**Task to complete:** Read the records below and report each line in which "leaves" occurs.

- - - - - - -

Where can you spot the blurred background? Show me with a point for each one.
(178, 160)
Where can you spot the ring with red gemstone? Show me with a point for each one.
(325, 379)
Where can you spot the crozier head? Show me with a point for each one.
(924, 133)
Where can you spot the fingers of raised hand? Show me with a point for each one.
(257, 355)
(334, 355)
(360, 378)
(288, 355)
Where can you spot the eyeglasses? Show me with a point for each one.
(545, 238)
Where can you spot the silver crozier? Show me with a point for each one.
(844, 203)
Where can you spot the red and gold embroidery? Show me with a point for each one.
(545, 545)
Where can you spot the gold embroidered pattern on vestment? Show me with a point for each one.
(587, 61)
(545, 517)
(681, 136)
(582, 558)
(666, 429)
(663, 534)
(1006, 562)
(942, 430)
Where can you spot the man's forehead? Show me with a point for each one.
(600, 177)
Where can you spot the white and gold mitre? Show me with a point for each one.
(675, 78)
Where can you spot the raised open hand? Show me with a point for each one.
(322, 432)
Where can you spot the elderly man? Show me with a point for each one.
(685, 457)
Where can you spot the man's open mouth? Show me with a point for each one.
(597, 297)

- - - - - - -

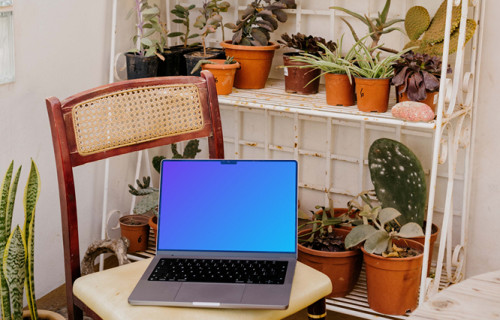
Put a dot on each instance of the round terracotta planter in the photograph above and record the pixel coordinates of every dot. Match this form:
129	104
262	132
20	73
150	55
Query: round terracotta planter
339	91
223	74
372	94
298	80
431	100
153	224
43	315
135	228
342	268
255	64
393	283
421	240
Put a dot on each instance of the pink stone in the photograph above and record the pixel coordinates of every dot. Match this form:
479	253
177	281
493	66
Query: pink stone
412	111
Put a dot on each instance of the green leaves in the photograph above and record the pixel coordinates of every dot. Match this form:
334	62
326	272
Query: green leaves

- - - - - - -

**Answer:**
Put a dot on each instance of the green leaves in the photograph above and record the pixel coordinates of every dot. Match this form:
Query: green leaves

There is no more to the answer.